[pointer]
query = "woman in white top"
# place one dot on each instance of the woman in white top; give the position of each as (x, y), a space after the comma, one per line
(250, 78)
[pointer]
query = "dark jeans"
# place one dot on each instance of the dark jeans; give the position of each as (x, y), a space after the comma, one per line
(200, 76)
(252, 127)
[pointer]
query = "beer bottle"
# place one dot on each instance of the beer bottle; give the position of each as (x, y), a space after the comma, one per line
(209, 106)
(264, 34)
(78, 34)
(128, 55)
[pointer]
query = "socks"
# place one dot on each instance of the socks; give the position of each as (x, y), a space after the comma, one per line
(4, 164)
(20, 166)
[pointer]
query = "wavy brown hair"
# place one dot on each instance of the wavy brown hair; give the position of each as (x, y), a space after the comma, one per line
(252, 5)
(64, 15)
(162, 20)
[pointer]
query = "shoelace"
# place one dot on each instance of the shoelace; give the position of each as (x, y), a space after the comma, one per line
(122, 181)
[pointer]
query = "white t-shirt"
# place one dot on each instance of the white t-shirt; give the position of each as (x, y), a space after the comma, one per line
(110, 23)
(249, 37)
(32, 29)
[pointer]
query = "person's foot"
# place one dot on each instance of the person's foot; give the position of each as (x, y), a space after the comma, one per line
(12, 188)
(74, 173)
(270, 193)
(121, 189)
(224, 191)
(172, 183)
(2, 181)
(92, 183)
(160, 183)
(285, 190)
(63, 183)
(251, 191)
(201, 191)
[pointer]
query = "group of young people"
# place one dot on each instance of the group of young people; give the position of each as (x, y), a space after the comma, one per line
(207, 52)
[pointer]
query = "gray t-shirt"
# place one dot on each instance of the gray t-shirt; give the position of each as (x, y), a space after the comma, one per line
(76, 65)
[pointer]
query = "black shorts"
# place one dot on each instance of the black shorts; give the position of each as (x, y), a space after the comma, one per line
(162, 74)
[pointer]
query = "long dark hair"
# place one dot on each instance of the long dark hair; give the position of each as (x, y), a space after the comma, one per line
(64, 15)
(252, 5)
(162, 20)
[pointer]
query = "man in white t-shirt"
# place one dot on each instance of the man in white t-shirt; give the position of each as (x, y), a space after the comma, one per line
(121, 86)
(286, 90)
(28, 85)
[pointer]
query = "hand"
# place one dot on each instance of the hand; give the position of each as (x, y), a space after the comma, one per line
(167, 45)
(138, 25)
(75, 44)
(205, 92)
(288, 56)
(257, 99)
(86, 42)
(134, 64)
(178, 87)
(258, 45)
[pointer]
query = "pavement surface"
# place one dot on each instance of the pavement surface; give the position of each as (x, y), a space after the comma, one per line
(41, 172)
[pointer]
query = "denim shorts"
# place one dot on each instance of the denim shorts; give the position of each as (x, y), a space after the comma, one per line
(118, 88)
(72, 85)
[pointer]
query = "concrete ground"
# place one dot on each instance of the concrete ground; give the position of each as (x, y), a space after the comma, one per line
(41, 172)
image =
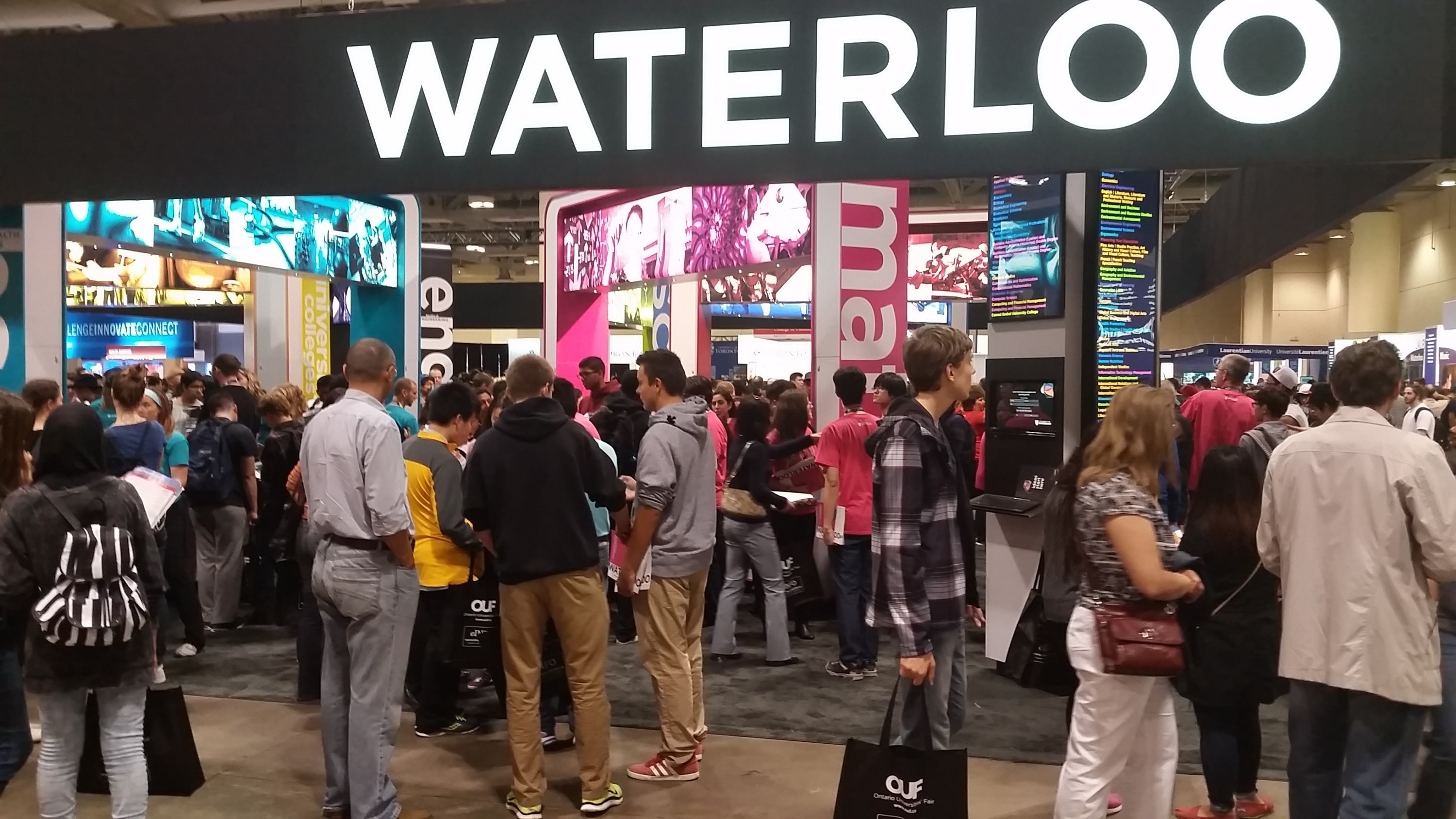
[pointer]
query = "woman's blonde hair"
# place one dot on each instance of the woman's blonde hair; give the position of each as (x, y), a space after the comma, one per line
(1136, 438)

________________

Short exercise: Copy out all the data without changing anything, and drop the pictures.

Exercise output:
[pointer]
query = "woman in white top"
# place one dot on each instance of the woman in white top; give the position of each as (x, y), a space after the comma, one per line
(250, 78)
[pointer]
query = "dark jeans"
# place one dot on each instance of the dark jeans; give the position of each as (x, y), a space after the comma, one per line
(200, 76)
(252, 127)
[pointer]
query = "beer bottle"
# place one dot on each instance of the beer bottle; give the position of each as (x, y), a space after the comma, one per line
(209, 106)
(264, 34)
(78, 34)
(128, 55)
[pointer]
query = "socks"
# place one dot on each instance of the socks; give the position of each as (x, y), a space after the comma, one per line
(4, 164)
(20, 166)
[pointer]
query = "wavy brown hair"
# place one dot on each instance of the wavy brown hair; give the position of each as (x, y), a space after the comma, one per line
(252, 5)
(64, 15)
(162, 20)
[pointer]
query = "shoelace"
# place one dot on each instance of the shoelace; give the position of each as (x, y), a space after the comma, one per line
(122, 181)
[pointer]
query = "white t-shirt"
# place one dot on each instance of the white t-shirt; give the position of each as (x, y), a space after the comma, one per line
(110, 23)
(249, 37)
(32, 29)
[pointer]
query = "person's foot"
# place one dot on each instance of the person's foot; give the position of each as (x, y), a space after the comma, one per line
(12, 188)
(74, 173)
(270, 193)
(121, 189)
(224, 191)
(172, 183)
(2, 181)
(92, 183)
(160, 183)
(285, 190)
(63, 183)
(251, 191)
(201, 191)
[pointer]
query = "group of young people"
# place one dot on each instance of the group of young people; give the position of each as (x, y), a space after the comma, one per line
(207, 52)
[pointer]
query = "gray t-shirt"
# place one dot on each instance of the gray t-shirt; give the position of each as (x, y), a space after the comma, one per line
(76, 65)
[pointer]
query = "black shorts"
# place one dot on each instance of the black shorts; give the position of each as (x, y), a space after the comma, one per line
(162, 74)
[pointer]
query = "long dark hair"
# place one dot on each instance of the long dark hair; give the position of each as (x, y), a space after the comma, one per line
(64, 15)
(252, 5)
(162, 20)
[pointer]
query = "man in white t-shirt"
# place one dot on each instance of the man in white t-shirt; give the position of each as (x, y), a space after the comma, one per line
(121, 86)
(286, 90)
(28, 85)
[pointer]
query = "hand"
# place one dot on each instance of the hand; give the position of each as (x, y), a space after the comma, one per line
(167, 45)
(138, 25)
(75, 44)
(205, 92)
(288, 56)
(257, 99)
(86, 42)
(134, 64)
(178, 87)
(258, 45)
[pointer]
query = "pavement surface"
# place one dot on each instance of the pavement surface; give the position of each as (x, y), a space after the comma, one per line
(41, 172)
[pointer]
query = "denim shorts"
# place one dot on each instance of the denim shorts; give the position of each as (x, y), a space after the comma, one per line
(118, 88)
(72, 85)
[pointer]
query = "concrete ground"
# place one dot on each instance of the concrete ground; give the position of each as (x, y), a space after the comma, one per line
(41, 172)
image =
[pointer]
query = "woman's blonde hair"
# place one dot on each instance of the woman's blonde hair; give the position of each as (x, y), a space after the comma, one per line
(1136, 438)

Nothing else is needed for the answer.